What the exercise asks: Could you copy every line of the data that contains "trunk"?

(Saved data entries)

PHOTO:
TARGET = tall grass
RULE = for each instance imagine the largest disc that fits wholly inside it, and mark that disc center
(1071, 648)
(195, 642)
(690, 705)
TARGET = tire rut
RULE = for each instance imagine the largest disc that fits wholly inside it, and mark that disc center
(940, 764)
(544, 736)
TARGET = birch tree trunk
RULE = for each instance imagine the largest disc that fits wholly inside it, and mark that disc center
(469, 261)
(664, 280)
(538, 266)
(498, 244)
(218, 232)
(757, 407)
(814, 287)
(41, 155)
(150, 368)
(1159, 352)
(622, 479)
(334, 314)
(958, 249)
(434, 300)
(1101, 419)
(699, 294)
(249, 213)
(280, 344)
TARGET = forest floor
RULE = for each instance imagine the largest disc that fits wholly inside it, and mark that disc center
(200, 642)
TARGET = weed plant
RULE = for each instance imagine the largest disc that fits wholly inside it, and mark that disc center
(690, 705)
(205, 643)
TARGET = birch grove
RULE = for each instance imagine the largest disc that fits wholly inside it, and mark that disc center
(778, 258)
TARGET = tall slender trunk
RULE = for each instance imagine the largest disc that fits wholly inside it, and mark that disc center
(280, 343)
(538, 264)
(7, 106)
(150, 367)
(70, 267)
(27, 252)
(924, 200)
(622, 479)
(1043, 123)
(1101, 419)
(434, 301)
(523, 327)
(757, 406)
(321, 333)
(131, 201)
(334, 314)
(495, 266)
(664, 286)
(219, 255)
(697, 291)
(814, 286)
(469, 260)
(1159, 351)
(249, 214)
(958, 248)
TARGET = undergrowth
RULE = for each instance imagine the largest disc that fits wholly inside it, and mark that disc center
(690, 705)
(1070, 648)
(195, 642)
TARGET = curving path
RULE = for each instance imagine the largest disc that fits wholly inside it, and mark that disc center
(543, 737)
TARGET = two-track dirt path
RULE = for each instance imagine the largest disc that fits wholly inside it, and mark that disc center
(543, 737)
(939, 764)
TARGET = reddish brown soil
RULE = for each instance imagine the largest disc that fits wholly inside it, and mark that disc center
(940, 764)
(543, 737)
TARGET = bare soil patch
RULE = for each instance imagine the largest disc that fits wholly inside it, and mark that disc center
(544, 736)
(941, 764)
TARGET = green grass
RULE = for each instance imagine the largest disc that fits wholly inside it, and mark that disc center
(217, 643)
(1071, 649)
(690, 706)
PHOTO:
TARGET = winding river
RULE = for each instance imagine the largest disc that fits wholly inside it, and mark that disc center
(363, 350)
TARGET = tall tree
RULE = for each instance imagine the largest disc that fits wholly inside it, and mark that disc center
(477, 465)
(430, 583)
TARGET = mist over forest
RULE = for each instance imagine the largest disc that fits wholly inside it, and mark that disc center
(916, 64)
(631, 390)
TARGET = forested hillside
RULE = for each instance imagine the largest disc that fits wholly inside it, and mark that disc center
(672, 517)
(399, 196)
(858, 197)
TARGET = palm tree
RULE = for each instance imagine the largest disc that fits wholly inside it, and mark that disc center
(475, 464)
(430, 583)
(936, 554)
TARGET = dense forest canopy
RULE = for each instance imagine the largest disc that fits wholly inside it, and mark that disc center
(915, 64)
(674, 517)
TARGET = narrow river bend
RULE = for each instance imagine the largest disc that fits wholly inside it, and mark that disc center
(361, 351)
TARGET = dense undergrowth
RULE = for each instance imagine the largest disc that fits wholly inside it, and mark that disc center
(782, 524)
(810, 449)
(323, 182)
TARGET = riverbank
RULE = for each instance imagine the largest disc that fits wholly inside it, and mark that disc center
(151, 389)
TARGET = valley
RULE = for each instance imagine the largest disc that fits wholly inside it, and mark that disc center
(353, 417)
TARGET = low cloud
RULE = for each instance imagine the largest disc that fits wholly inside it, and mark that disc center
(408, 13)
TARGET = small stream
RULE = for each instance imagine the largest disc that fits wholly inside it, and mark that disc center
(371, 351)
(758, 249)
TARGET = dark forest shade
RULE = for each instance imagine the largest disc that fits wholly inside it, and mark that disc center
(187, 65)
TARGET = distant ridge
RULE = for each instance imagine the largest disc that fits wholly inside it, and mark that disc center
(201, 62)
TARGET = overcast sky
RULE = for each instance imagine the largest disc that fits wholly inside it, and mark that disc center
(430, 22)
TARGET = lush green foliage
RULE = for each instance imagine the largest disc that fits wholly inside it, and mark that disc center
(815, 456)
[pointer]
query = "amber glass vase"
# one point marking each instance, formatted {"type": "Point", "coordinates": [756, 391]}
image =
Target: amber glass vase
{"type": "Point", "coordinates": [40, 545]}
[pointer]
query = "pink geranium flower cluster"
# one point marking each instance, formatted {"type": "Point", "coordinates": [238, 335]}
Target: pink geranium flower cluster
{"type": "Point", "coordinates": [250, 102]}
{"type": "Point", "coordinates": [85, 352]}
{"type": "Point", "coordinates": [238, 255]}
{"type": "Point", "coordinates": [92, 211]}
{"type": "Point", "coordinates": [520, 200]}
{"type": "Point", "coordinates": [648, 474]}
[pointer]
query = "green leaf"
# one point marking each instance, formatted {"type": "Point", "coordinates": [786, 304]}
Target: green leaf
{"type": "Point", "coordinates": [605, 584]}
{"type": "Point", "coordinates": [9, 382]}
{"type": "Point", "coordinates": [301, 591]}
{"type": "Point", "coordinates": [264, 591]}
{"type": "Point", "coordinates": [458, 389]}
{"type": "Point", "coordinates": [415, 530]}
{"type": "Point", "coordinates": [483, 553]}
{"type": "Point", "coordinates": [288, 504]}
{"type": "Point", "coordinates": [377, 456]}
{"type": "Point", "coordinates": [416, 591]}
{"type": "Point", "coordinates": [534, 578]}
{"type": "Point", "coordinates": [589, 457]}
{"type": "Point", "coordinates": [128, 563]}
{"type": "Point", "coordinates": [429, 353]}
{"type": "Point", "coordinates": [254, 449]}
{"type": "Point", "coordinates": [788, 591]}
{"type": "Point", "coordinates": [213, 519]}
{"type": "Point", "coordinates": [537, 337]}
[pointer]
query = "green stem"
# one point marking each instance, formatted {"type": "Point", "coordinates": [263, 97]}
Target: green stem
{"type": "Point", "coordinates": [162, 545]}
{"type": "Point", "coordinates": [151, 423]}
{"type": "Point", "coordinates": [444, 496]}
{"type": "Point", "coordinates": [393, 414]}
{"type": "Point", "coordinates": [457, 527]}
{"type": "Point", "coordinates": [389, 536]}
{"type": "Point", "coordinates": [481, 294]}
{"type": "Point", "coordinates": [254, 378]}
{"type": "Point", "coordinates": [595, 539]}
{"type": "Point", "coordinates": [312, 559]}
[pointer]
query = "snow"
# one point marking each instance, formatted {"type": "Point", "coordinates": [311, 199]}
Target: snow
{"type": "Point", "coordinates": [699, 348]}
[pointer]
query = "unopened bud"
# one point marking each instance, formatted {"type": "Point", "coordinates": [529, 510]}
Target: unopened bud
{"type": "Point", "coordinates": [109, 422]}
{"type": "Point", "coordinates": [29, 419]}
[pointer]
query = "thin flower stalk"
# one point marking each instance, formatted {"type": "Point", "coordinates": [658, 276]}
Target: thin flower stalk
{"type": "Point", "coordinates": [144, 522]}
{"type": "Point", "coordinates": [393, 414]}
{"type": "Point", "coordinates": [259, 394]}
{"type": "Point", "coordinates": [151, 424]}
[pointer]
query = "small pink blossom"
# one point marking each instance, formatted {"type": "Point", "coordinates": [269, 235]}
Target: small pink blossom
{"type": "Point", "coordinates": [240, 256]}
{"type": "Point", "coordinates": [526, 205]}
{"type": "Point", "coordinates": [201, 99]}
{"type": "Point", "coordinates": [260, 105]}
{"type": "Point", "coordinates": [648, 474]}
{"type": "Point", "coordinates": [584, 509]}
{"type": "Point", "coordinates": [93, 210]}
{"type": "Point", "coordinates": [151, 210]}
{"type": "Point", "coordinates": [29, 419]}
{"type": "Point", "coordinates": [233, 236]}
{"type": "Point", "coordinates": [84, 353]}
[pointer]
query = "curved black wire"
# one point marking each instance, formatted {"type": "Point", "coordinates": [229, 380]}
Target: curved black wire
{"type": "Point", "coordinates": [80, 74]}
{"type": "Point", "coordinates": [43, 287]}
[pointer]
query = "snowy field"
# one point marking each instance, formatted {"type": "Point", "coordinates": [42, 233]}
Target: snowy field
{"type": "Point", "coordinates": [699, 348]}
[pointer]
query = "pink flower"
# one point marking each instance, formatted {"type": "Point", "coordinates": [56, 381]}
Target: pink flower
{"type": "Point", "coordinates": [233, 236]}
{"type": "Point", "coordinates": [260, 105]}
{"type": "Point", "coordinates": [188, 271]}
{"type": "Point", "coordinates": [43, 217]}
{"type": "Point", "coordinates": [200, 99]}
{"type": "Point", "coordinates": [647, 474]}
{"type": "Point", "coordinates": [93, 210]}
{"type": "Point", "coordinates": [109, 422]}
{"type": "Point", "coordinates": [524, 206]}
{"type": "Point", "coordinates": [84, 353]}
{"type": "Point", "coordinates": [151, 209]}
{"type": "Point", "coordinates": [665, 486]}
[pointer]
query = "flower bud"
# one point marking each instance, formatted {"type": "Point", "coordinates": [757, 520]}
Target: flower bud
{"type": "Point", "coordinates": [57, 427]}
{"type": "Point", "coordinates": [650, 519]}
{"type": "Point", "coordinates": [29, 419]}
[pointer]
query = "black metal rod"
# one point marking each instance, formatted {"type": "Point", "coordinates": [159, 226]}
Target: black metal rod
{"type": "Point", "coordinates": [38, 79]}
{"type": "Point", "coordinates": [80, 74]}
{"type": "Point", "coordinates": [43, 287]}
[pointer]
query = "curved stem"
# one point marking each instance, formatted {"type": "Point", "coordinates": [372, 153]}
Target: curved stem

Solution to the problem:
TARGET = birch tree trunk
TARGET = tall slender trunk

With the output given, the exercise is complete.